[Start of Data excerpts]

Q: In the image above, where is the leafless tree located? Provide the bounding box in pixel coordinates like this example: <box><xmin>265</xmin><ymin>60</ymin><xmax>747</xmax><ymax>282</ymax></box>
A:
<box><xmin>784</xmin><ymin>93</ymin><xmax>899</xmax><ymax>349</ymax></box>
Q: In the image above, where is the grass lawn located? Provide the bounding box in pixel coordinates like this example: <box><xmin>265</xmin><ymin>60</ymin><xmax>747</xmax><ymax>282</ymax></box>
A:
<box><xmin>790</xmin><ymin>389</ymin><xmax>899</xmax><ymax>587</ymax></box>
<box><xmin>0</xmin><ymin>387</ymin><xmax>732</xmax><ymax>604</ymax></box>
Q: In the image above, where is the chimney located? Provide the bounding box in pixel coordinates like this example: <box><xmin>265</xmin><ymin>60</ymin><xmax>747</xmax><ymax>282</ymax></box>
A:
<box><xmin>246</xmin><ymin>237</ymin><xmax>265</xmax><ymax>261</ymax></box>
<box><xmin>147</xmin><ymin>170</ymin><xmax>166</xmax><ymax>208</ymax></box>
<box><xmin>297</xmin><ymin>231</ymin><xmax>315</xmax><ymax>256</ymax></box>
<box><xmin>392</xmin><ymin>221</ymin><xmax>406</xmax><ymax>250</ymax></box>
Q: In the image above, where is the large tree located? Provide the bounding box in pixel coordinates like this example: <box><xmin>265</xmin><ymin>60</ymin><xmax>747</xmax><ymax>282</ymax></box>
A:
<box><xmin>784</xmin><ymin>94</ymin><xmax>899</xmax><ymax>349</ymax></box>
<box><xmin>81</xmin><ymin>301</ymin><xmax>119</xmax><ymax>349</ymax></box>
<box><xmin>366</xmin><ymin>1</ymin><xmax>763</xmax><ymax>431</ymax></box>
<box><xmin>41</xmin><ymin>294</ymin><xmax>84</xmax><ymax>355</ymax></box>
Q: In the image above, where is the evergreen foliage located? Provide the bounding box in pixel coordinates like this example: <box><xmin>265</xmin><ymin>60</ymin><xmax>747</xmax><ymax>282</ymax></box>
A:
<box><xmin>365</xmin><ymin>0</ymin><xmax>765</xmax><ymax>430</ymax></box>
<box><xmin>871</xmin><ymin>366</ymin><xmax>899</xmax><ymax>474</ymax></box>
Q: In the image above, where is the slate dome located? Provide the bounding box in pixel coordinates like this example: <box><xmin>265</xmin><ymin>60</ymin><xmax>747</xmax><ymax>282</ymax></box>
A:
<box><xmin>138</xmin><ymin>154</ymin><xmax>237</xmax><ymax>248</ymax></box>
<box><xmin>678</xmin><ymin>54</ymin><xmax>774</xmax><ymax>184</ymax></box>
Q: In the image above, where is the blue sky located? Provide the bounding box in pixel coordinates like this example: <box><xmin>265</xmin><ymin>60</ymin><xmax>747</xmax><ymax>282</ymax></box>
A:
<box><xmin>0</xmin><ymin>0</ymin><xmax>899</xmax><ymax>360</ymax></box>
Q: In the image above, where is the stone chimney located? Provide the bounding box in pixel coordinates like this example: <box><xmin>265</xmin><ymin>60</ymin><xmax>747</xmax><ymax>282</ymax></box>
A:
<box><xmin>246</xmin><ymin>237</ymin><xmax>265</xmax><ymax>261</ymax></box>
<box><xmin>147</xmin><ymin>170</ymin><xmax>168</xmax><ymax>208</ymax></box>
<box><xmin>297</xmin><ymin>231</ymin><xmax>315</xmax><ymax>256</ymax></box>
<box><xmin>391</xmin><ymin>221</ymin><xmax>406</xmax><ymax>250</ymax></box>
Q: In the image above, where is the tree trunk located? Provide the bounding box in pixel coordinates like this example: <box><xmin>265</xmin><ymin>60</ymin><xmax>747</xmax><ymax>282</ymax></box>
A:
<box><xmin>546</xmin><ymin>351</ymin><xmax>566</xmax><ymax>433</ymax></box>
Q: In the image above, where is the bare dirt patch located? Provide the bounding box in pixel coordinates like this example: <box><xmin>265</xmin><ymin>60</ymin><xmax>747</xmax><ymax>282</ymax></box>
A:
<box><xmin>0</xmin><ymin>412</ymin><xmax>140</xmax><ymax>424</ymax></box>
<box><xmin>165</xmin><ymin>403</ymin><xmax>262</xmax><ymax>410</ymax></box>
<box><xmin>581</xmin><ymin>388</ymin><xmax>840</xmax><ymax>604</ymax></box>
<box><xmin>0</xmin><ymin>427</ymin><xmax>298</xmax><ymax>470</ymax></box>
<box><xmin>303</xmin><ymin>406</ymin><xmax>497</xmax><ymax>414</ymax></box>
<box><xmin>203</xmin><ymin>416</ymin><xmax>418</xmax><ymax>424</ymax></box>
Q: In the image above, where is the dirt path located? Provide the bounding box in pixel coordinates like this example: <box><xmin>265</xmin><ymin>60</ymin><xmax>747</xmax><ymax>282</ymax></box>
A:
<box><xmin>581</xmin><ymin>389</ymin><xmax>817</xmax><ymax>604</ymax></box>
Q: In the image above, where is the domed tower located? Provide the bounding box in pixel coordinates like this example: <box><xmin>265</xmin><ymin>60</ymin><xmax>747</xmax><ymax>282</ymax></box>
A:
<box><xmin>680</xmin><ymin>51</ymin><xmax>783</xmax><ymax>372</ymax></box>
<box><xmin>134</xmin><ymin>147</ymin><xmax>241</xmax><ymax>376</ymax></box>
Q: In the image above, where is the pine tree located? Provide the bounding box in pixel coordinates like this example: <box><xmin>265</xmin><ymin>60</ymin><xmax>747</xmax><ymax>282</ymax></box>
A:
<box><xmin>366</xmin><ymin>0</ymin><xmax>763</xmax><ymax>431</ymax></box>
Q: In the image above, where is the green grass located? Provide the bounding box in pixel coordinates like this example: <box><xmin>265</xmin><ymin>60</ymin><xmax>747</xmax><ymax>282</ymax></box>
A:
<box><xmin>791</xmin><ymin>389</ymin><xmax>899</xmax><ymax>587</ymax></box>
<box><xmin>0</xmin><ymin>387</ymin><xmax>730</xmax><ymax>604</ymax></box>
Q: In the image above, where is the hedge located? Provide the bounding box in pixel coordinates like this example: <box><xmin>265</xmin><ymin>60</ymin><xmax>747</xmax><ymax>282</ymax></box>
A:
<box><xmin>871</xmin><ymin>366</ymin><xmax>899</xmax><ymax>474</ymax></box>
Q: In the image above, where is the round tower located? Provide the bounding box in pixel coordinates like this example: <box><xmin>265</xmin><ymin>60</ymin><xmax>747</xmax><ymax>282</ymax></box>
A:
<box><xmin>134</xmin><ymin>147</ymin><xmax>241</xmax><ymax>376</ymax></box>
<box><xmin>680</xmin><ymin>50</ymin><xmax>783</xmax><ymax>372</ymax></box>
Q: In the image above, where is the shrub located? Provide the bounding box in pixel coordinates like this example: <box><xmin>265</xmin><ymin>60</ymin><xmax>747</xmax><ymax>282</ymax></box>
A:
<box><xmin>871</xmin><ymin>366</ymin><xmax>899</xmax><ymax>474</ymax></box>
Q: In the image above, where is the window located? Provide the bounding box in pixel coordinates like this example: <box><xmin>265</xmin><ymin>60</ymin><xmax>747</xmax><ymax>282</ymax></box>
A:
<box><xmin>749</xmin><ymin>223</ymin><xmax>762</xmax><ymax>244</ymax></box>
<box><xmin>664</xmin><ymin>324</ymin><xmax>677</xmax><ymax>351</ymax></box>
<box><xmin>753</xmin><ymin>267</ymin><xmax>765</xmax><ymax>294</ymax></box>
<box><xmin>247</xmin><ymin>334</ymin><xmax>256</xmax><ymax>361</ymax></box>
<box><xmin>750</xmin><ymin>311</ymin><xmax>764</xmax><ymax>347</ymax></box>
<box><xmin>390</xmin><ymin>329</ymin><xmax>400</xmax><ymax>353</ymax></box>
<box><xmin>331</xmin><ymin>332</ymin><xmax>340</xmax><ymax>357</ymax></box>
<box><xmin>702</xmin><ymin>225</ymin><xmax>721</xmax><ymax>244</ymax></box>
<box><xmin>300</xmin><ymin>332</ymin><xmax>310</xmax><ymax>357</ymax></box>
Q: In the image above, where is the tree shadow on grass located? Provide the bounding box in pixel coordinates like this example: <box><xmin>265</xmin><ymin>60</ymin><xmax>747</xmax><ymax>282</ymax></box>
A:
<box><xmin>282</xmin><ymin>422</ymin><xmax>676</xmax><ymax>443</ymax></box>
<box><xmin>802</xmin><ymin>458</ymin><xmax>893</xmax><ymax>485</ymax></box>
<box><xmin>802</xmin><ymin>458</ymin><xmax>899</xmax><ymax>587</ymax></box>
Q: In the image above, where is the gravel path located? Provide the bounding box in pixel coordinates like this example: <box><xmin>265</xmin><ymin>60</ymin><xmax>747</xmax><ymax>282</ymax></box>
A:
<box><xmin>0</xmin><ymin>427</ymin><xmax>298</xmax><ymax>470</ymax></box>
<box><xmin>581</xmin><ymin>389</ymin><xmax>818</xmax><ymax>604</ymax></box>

[End of Data excerpts]

Your task
How many lines of the records above contain the string "domed"? Tally them and reply with the number only.

Exercise result
1